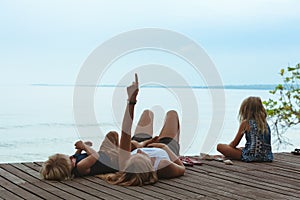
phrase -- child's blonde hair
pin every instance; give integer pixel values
(57, 167)
(252, 108)
(138, 171)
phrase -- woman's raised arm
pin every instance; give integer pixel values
(125, 143)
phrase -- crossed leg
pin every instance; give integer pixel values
(145, 124)
(171, 126)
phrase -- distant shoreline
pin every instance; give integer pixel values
(234, 87)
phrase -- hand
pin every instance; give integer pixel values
(153, 140)
(79, 145)
(135, 144)
(158, 145)
(88, 143)
(133, 90)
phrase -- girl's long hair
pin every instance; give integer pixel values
(57, 167)
(138, 171)
(252, 108)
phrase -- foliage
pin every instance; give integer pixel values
(284, 108)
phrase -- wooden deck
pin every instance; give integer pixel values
(213, 180)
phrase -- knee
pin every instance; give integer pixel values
(220, 147)
(113, 137)
(172, 113)
(148, 113)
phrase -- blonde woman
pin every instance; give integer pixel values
(63, 167)
(253, 118)
(145, 165)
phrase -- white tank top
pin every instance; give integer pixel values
(157, 153)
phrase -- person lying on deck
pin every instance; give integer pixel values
(63, 167)
(148, 161)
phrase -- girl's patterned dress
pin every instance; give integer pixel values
(258, 145)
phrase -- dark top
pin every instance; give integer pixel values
(258, 145)
(102, 165)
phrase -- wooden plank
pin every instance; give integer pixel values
(136, 192)
(27, 185)
(42, 183)
(249, 179)
(213, 180)
(6, 194)
(69, 188)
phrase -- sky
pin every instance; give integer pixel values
(48, 41)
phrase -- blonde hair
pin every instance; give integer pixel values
(252, 108)
(57, 167)
(138, 171)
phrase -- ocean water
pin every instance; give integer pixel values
(39, 120)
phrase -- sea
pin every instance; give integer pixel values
(38, 120)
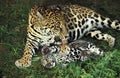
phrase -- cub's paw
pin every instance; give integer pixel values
(111, 41)
(23, 62)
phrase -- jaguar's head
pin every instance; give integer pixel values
(49, 24)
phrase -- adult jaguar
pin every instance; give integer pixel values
(63, 24)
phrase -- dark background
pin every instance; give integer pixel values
(13, 24)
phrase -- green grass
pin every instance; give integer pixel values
(13, 23)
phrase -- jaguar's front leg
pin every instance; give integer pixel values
(29, 51)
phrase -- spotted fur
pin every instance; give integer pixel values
(53, 24)
(75, 51)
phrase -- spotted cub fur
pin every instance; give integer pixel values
(60, 24)
(75, 51)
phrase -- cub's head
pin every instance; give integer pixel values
(48, 24)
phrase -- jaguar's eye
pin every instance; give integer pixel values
(57, 39)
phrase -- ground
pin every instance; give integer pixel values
(13, 23)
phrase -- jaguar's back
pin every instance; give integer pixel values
(69, 22)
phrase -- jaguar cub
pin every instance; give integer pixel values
(61, 24)
(75, 51)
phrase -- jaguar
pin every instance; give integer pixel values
(78, 50)
(63, 24)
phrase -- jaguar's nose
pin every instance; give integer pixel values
(57, 39)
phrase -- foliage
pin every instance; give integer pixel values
(13, 23)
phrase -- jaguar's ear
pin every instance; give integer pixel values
(40, 16)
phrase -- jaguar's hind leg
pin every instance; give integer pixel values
(101, 36)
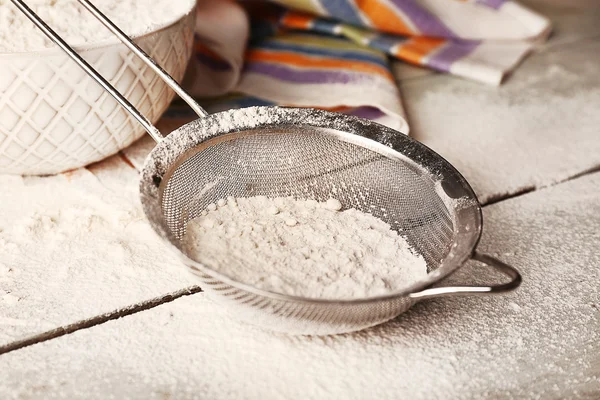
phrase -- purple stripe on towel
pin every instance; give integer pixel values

WHAT THIS TASK INVOLVES: Your answer must be an exact copy of the records, with no pictures in it.

YOUR RESPONSE:
phrase -- child's blonde hair
pin every instance; give integer pixel values
(57, 167)
(252, 108)
(138, 171)
phrase -- woman's raised arm
pin every instance; give integer pixel values
(125, 143)
phrase -- crossed leg
pin every instance; give integer pixel values
(145, 124)
(171, 126)
phrase -- distant shoreline
pin every instance; give integer pixel values
(234, 87)
phrase -- hand
pin every instance; give integer pixel values
(153, 140)
(79, 145)
(135, 144)
(158, 145)
(88, 143)
(133, 90)
phrase -- girl's long hair
pin every instance; give integer pixel values
(57, 167)
(138, 171)
(252, 108)
phrase -- foliage
pin every instance; give integer pixel values
(284, 108)
phrase -- wooden deck
pin every instance; give integer pixel values
(213, 180)
phrase -- knee
pin every instance; give integer pixel values
(220, 147)
(113, 137)
(172, 113)
(148, 113)
phrase -- blonde woman
pin every instance; give integer pixel values
(63, 167)
(253, 118)
(145, 165)
phrase -- white tank top
pin every instance; give integer pixel values
(157, 153)
phrase -- person lying on deck
pin every instance; give integer pixel values
(63, 167)
(148, 161)
phrase -- girl's patterned dress
pin every instance; give integer pixel values
(258, 145)
phrase -- dark top
pin every instance; give integer pixel values
(258, 145)
(102, 165)
phrase -- wooden plank
pin every instance; give integer pixel values
(136, 192)
(27, 185)
(42, 183)
(249, 179)
(213, 180)
(6, 194)
(69, 188)
phrase -- sky
pin every instance; give integer pixel values
(48, 41)
phrase -- blonde hair
pin every instance; give integer pixel values
(252, 108)
(57, 167)
(138, 171)
phrase -- ocean water
pin every instance; give integer pixel values
(39, 120)
phrase -- sea
pin every instance; give integer pixel values
(38, 120)
phrase -- cub's paw
pin every instance; give integer pixel values
(111, 41)
(23, 62)
phrase -- jaguar's head
pin every instance; give integer pixel values
(49, 24)
phrase -- adult jaguar
pin every instance; give integer pixel values
(63, 24)
phrase -- dark background
pin every instance; give integer pixel values
(13, 24)
phrase -- green grass
pin every instance; give integer pixel values
(13, 23)
phrase -- jaguar's front leg
pin every instance; give integer pixel values
(29, 51)
phrase -- spotted fur
pin every instance; give integer pixel values
(53, 24)
(75, 51)
phrase -- spotted cub fur
pin every instance; give integer pixel values
(60, 24)
(75, 51)
phrase -- cub's head
pin every instance; give integer pixel values
(48, 24)
phrase -- jaguar's eye
pin every instance; give integer pixel values
(57, 39)
phrase -- ground
pin every instance; give integer pixel values
(13, 23)
phrase -- jaguar's back
pin every instance; give integer pixel values
(69, 22)
phrase -- jaguar cub
pin every instance; give integer pixel values
(61, 24)
(75, 51)
phrase -- jaguar
pin every instance; give integer pixel values
(78, 50)
(63, 24)
phrase -- jaguar's nose
pin every instance; give integer pixel values
(57, 39)
phrase -- foliage
pin every instance; give integer pixel values
(13, 23)
phrase -- jaguar's ear
pin every instance; give integer pixel values
(40, 16)
phrase -- jaguar's hind leg
pin every instance; give integer pixel values
(101, 36)
phrase -- purple stripe on towel
pin every instance; give integer pixel values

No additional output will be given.